Grüner Schlussverkauf

Cartoon: Rainer Hachfeld


Sale! Alles muss raus! Ausverkauf wegen Geschäftsaufgabe! Dieses oder Ähnliches künden allerorten Schilder in den Innenstädten und Einzelhandelszentren. So könnte es auch vor der Bundesgeschäftsstelle der Grünen in Berlin prangen, denn die Partei trennt sich derzeit von den letzten Resten ihrer Glaubwürdigkeit, leert die Archive des Aufbruchs und verramscht Überzeugungen, Prinzipien sowie die Inhalte einer inzwischen verleugneten Vergangenheit. Schnäppchen sind dabei allerdings nicht zu machen, denn nach den sogenannten grün-gelb-roten Koalitionsgesprächen blieben nur noch Scherben und Fetzen übrig. Robert Habeck & Co werden von ihren „Regierungspartnern“ zunehmend der Lächerlichkeit preisgegeben.


Das Klima kann warten


Nach den Marathonverhandlungen, die den Kurs der Republik in eine ökologisch und sozial verträglichere Zukunft weisen sollten, schrieb Alexander Neubacher, gewöhnlich ein unheilbarer Marktoptimist, im SPIEGEL: „Und in der Ampelregierung stehen Klimaschutzminister Robert Habeck und die Grünen da wie gerupfte Hühner.“ Tendenziell richtig beobachtet, allerdings haben die VertreterInnen, anders als das Federvieh, nicht versucht, sich der Zwangsentblößung durch Schnabelhiebe oder Flucht quer über den Hof zu entziehen, sondern nur gegackert.


Wie die FAZ berichtete, hatten Kanzler Scholz und Wirtschaftsminister Lindner mit offensichtlich abgesprochenen Impulsreferaten zu Beginn den „ergebnisoffenen“ Gesprächen die Richtung gewiesen und die Grünen überrumpelt. Und diese begaben sich – zwar ungern, aber letztendlich gehorsam – auf den langen Marsch zurück in eine Umweltpolitik, die lediglich kosmetische Akzente setzt und so eine Feigenblattfunktion erfüllt, statt den ökologischen Wandel durch systemische Änderungen einzuleiten.

§ VORLIEGENDE ZEILEN:
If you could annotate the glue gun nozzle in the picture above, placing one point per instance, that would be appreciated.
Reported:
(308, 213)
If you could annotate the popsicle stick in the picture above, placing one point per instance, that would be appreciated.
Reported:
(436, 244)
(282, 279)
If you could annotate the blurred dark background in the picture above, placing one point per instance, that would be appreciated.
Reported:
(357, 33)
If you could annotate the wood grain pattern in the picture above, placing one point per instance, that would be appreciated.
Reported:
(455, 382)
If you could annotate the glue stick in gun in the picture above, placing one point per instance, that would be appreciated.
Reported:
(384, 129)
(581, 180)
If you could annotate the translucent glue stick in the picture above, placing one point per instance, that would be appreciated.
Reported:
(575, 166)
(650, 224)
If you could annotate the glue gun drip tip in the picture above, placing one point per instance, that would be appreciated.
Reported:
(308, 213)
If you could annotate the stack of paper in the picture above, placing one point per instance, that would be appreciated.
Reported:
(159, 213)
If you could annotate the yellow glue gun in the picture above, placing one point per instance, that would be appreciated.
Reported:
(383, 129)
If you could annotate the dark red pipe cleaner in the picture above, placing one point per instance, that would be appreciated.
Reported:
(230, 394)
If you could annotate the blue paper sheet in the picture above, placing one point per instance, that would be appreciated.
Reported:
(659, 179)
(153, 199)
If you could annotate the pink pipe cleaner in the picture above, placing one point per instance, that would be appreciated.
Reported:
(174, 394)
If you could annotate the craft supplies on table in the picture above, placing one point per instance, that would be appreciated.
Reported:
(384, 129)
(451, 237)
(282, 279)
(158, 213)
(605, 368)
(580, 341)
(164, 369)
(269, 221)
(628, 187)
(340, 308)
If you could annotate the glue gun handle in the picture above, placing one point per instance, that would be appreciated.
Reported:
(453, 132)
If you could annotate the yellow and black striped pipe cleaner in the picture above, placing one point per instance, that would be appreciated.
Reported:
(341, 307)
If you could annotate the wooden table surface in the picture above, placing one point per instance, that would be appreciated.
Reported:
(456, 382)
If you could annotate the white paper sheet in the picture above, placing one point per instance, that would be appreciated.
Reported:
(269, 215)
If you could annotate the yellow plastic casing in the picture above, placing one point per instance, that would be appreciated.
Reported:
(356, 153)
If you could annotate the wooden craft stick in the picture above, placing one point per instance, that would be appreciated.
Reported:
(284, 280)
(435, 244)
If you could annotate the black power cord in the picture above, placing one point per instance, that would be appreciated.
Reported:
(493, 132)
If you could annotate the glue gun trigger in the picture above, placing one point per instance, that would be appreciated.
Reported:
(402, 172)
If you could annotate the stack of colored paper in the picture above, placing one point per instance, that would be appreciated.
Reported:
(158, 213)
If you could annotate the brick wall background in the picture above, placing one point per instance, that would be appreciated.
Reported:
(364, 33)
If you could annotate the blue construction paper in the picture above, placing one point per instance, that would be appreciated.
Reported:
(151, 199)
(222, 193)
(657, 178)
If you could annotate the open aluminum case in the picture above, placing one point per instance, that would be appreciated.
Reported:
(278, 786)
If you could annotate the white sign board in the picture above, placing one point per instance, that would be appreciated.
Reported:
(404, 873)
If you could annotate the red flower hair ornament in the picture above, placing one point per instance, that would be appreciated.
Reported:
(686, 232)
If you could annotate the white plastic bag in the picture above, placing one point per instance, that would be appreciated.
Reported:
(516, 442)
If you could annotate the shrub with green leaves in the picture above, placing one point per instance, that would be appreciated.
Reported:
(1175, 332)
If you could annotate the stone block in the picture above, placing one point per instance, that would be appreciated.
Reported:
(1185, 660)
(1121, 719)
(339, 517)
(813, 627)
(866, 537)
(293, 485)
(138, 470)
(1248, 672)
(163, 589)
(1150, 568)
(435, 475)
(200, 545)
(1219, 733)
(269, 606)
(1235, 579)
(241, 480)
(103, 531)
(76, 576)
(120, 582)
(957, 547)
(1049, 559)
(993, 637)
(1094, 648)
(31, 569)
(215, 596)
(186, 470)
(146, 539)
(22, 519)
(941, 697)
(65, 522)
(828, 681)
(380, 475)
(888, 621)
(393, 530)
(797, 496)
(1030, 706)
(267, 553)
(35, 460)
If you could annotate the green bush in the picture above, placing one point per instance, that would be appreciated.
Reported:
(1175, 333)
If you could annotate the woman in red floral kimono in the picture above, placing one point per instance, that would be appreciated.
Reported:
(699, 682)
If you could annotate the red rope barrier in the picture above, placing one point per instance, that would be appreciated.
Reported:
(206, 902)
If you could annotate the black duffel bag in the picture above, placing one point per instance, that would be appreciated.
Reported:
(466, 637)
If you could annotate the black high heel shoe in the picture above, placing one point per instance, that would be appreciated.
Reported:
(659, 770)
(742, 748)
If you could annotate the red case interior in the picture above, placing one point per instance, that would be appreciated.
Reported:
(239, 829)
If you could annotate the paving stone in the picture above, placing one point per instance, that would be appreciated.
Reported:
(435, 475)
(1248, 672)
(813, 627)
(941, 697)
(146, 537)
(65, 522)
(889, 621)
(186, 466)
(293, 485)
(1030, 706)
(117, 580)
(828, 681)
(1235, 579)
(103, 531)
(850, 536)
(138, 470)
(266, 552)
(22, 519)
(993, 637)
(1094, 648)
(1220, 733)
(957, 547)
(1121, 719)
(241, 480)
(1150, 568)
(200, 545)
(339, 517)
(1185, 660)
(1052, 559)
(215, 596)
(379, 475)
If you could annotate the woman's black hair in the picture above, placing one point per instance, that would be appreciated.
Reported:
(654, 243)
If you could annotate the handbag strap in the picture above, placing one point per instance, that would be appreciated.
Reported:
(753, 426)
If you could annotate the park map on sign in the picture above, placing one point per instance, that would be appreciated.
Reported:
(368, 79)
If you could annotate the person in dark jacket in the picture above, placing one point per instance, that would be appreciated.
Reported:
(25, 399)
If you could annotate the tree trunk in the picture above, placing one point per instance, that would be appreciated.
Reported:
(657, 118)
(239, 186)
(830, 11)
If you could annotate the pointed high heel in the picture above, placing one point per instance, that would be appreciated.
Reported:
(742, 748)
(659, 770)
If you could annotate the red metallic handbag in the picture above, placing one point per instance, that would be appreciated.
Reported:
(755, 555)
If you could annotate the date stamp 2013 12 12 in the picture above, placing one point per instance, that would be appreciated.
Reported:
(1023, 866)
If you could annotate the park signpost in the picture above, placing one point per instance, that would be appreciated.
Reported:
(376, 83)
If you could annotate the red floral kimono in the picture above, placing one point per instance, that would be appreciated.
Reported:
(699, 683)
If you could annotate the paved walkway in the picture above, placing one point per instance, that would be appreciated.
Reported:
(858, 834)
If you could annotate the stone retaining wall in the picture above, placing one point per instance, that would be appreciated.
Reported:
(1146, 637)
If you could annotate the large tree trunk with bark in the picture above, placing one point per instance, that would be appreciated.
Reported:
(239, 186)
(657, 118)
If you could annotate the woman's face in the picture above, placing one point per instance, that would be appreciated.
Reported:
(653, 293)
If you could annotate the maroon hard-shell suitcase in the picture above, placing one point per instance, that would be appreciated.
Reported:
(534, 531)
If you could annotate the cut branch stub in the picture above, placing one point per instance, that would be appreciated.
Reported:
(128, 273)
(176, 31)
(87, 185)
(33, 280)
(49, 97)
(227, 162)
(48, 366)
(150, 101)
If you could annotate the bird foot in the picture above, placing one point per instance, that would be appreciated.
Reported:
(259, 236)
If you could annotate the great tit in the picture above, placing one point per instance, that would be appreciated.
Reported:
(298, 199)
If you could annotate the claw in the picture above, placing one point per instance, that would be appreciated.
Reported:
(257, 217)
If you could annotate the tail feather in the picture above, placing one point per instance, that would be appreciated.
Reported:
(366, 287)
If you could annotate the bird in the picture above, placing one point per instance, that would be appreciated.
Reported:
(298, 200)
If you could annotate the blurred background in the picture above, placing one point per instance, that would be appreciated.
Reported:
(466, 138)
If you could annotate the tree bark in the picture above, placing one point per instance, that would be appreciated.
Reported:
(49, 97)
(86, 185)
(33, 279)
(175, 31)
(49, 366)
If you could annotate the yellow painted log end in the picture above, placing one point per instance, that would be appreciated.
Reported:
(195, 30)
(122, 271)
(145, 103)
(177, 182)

§ IHRE AUFGABE:
Zitieren Sie aus dem Ausgangstext Wort für Wort die Passage von „Wie die FAZ“ bis einschließlich „systemische Änderungen einzuleiten.“.

§ ANTWORT FOLGT:
Wie die FAZ berichtete, hatten Kanzler Scholz und Wirtschaftsminister Lindner mit offensichtlich abgesprochenen Impulsreferaten zu Beginn den „ergebnisoffenen“ Gesprächen die Richtung gewiesen und die Grünen überrumpelt. Und diese begaben sich – zwar ungern, aber letztendlich gehorsam – auf den langen Marsch zurück in eine Umweltpolitik, die lediglich kosmetische Akzente setzt und so eine Feigenblattfunktion erfüllt, statt den ökologischen Wandel durch systemische Änderungen einzuleiten.